= Excerpts from point annotation data =
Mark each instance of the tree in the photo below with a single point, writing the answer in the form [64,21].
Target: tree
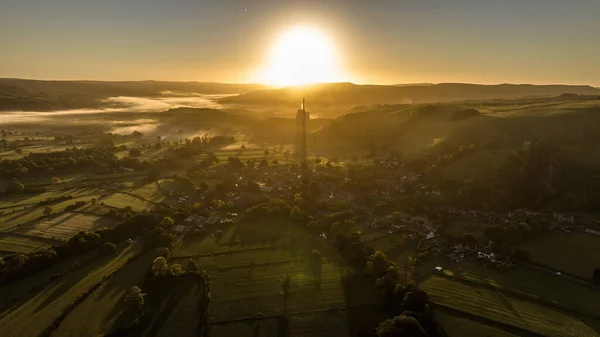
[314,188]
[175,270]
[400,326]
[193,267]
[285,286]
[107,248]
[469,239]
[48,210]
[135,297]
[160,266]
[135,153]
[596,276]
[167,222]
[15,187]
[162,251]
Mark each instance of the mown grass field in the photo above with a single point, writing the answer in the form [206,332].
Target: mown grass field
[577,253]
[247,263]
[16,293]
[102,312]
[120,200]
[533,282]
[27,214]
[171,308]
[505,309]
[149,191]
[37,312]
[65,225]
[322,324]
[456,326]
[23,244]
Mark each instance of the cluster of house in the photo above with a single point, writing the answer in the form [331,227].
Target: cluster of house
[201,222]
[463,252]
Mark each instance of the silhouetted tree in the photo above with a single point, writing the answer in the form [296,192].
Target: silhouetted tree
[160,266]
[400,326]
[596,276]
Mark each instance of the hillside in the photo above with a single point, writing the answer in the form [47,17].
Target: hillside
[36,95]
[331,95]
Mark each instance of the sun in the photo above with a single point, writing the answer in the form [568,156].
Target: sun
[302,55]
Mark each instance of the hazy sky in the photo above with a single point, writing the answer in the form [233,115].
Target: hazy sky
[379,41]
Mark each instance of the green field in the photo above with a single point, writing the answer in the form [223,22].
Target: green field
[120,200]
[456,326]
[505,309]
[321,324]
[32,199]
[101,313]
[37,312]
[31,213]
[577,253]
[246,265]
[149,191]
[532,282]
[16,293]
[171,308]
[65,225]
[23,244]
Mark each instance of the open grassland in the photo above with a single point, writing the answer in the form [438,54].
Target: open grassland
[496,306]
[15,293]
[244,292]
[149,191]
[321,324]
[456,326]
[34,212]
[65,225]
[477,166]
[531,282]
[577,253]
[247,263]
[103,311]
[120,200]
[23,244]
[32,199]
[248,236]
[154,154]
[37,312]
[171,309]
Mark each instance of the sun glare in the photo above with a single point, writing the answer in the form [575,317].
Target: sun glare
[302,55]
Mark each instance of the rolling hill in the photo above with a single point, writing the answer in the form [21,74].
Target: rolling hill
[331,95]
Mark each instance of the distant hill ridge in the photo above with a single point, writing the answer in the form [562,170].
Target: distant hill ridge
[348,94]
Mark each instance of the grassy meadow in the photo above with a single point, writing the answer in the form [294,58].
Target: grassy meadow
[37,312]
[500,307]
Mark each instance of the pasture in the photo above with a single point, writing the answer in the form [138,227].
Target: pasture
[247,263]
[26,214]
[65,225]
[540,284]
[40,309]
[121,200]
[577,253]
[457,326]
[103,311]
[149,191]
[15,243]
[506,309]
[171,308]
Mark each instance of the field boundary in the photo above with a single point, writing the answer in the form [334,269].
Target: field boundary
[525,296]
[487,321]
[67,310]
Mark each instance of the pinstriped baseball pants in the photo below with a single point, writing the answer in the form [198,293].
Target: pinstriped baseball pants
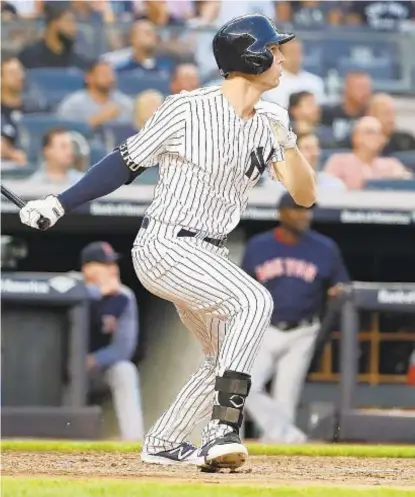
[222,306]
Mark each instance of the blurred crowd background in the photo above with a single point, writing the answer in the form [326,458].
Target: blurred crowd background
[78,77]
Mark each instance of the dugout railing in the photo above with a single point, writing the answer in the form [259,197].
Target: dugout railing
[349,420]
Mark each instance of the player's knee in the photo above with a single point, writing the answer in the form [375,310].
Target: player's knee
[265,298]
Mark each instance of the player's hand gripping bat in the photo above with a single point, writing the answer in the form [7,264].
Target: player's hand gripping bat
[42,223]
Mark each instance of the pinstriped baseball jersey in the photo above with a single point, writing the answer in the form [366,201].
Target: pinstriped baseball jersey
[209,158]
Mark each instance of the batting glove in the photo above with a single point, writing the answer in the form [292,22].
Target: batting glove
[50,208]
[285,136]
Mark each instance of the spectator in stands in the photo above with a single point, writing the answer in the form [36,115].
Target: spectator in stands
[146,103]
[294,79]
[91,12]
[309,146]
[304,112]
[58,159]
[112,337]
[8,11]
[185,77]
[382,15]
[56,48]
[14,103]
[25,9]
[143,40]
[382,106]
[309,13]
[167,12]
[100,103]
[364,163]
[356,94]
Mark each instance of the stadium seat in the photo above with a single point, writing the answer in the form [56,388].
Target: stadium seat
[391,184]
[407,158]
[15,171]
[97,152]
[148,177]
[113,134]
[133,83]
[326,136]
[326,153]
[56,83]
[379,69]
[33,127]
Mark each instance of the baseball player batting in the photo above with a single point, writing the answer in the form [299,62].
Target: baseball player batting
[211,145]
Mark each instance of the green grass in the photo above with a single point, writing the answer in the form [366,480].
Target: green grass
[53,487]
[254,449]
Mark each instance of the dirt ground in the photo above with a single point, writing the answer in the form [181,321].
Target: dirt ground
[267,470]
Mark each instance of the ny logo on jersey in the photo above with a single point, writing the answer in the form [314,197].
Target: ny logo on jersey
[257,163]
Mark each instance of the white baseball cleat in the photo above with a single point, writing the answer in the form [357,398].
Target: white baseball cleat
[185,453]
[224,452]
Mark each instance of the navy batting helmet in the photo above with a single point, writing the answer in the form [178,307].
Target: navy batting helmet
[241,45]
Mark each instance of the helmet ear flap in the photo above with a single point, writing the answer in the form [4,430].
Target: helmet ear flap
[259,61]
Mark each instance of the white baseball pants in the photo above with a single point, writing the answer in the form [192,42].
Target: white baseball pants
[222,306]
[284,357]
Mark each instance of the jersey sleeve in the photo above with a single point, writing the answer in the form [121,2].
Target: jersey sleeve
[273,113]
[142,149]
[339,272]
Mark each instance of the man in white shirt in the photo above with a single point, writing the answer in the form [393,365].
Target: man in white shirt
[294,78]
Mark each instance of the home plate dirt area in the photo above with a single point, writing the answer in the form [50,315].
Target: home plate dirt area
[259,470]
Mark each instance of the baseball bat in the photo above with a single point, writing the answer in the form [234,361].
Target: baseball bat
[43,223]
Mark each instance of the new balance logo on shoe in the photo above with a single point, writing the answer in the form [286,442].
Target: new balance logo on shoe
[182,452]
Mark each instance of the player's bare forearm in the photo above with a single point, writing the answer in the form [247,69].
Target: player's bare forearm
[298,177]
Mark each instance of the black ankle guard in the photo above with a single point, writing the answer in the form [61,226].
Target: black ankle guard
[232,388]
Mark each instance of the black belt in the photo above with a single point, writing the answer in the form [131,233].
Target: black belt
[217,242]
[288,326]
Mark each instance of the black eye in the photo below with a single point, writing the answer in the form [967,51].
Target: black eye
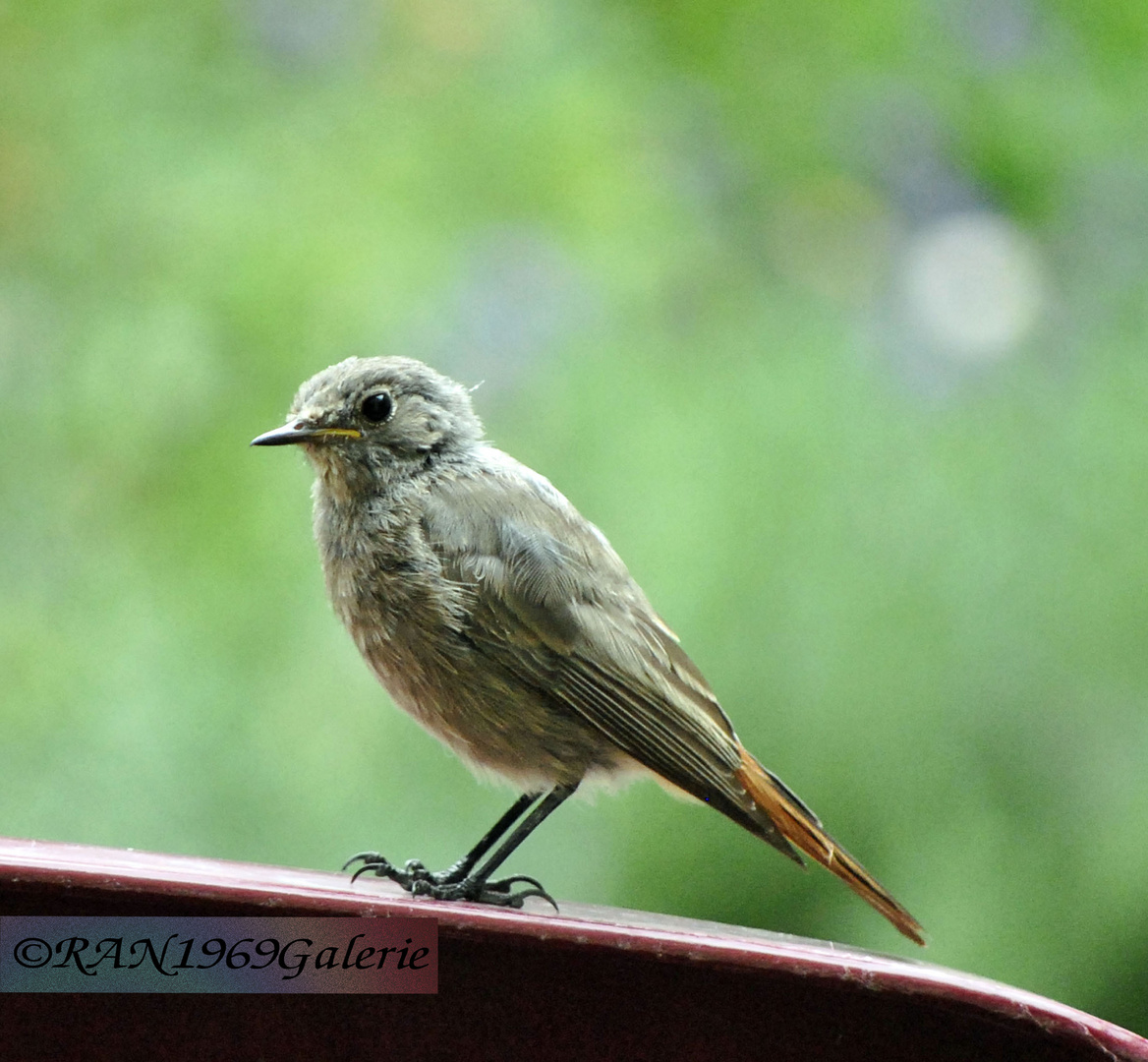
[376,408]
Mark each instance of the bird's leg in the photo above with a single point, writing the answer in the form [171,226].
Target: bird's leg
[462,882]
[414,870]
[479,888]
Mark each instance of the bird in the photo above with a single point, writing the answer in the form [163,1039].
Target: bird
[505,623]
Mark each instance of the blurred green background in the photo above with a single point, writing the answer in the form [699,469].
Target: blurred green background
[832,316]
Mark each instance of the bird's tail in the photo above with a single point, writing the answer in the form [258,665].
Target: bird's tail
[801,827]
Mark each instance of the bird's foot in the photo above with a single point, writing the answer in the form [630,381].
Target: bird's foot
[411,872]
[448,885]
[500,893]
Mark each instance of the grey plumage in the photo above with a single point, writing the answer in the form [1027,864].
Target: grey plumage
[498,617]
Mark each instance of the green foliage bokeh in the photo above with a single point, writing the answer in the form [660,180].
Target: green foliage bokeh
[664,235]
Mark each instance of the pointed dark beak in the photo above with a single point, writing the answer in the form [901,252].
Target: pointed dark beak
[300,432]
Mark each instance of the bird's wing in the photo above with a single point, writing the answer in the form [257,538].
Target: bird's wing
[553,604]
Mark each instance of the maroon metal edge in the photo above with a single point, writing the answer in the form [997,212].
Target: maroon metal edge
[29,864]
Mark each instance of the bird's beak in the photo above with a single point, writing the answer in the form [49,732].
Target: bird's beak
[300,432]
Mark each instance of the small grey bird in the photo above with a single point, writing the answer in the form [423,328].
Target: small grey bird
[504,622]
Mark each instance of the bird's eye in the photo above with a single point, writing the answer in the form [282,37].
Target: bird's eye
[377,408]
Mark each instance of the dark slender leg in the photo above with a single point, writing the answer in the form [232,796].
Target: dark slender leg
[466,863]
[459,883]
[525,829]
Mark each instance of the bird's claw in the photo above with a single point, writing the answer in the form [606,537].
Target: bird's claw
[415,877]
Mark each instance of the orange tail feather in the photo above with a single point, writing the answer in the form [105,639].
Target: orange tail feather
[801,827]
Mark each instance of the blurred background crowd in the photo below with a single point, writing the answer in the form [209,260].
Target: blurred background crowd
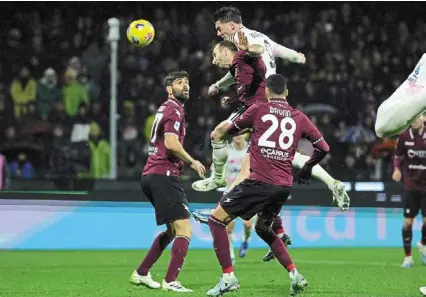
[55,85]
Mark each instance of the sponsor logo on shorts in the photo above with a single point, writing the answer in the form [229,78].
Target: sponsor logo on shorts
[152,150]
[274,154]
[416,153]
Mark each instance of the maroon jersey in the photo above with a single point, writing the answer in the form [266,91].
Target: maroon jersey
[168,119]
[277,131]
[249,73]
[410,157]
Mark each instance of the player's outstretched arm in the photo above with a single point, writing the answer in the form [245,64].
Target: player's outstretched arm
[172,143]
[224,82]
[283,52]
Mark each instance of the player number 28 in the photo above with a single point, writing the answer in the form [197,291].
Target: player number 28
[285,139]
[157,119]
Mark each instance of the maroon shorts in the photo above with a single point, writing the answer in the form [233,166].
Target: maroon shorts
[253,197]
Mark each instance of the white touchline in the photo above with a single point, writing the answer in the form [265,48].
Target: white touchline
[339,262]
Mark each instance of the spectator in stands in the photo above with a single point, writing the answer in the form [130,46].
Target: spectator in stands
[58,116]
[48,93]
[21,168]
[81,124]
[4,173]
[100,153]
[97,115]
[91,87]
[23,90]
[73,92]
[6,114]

= Work to be completed =
Restate word for word the lines above that start at the line containing "Mark each instance of the blurred background" and run to the end of the listing; exclude the pictures.

= Response to the task =
Mark each instance of the blurred background crowd in the photo below with a single point, writing the answer in the form [209,260].
Target: blurred background crowd
[55,85]
Mark each instance of the sponsor logo on shorts in the photo above with a single point, writing the answer in the form [229,78].
Target: sponsor logo on shorts
[152,150]
[274,154]
[416,153]
Mark each instance of the maroon jersey in the photo above with a single point, writing the answer in the form [266,91].
Target: maroon jersey
[168,119]
[277,131]
[249,73]
[410,157]
Mark each instance of the player's outstretched arm in the photo above with a single point, writing the answer in the form [245,64].
Target: player's outstretched arm
[172,143]
[224,82]
[283,52]
Mark each instance of the player number 28 in the photo above with a single point, writing the answer in the form [197,291].
Target: player number 28
[285,139]
[157,119]
Mark each instance of the maroon shorts in the photo above with a single point, writing the answer in the form [233,166].
Target: maroon shorts
[253,197]
Mark each instance of the white touchline in the photo above with a single point, writing the answer in the form [265,48].
Target: white touchline
[339,262]
Mark each instance of the spectator in stands in the photo above with a single point, writing the answer in the form [130,46].
Target: spectator in stands
[58,116]
[48,93]
[21,168]
[81,124]
[4,173]
[100,153]
[97,115]
[91,87]
[23,90]
[73,92]
[6,114]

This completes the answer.